### Text provided
══════════════════════════════
Evaluate AI and ML Applications: Aspects and Ideas

AI and machine learning applications are developed at a rapid pace. Every now and then one can read about the latest achievements and improved performance in various different domains. The applications are getting better and better, but:

What is good enough?

What is the threshold that makes an AI application viable? How to assess and evaluate these AI applications?

This post is the first step towards answering these questions.

It offers some aspects to consider when evaluating a certain application. It would be interesting to create some kind of a “AI maturity model” around the points. Notice that the points are more or less overlapping.

AI vs. Human performance

If a machine performs better (some relevant measure) than a human, it is viable. For example Google’s DeepMind performed better than a human in lip-reading. See the link.

Cost vs. benefit

The benefits from an AI application should be larger than the incurred costs. This kind of cost-benefit-analysis might include reduced employee costs vs. implementation costs. Chatbots are an obvious example of this kind of evaluation.
══════════════════════════════
[Items from a dataset]

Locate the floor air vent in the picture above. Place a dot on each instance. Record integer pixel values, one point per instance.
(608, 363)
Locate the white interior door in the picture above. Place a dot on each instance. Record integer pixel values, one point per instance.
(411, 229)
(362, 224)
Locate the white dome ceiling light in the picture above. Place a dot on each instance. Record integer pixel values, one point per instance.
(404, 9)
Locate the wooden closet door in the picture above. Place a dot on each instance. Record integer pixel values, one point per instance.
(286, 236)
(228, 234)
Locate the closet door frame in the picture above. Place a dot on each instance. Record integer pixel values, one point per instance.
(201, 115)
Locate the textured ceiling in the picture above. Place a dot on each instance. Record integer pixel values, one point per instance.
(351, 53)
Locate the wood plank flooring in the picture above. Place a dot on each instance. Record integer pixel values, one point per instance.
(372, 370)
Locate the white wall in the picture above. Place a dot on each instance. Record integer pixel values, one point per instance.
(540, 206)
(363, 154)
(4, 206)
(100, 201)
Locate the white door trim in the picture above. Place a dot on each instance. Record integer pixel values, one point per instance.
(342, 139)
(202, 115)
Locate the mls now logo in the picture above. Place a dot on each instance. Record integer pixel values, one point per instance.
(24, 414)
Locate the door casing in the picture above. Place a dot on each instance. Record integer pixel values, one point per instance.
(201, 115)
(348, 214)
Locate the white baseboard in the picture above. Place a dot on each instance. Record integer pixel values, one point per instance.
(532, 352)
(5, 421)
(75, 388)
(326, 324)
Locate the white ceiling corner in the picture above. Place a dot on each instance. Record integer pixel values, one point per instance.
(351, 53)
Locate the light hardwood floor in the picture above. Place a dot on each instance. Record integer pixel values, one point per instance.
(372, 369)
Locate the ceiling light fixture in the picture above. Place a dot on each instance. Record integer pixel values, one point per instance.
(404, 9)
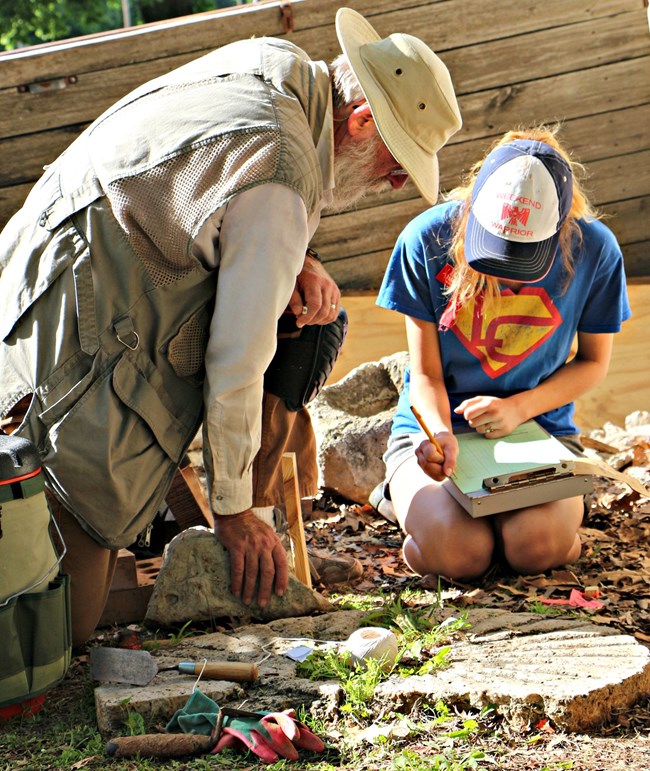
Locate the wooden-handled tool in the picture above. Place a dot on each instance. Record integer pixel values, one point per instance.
(236, 671)
(138, 667)
(159, 745)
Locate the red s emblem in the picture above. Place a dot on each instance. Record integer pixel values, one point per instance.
(502, 337)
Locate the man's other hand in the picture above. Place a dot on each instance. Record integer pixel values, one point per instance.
(255, 553)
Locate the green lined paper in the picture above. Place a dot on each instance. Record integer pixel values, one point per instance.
(528, 447)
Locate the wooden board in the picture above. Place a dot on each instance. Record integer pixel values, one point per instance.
(582, 63)
(376, 332)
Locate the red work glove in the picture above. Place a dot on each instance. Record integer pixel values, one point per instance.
(269, 735)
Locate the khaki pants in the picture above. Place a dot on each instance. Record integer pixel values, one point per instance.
(91, 566)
══════════════════════════════
### Set of tasks
**a)** Reproduce the passage of the post on evaluating AI and ML applications from "It offers some" up to and including "or less overlapping.", word for word.
**b)** Extend the post on evaluating AI and ML applications, picking up after its last sentence.
The material is separate from the post on evaluating AI and ML applications.

### Answer set
**a)**
It offers some aspects to consider when evaluating a certain application. It would be interesting to create some kind of a “AI maturity model” around the points. Notice that the points are more or less overlapping.

**b)**
Turing-styled interpretation

This is a bit shuttle. If the application cannot be distinguished from a human it is good enough. This turing-styled approach is closely tied to customer experience. Again, chatbots serve as a great example. The customer experience has to be fluent. If the experience breaks down, the application is not mature enough.

Natural limits

Natural limits are closely knitted to sentiment analysis. To some extent sentiments are subjective. It is estimated that the natural limit for accuracy in positive-negative message classification is around 90%. If an application approaches one of these limits it is good enough from data science point of view. You should check your cross-validation methodologies if you are exceeding the limits.

What do you think?

How would you approach AI maturity? What kind of criteria and aspects would you propose?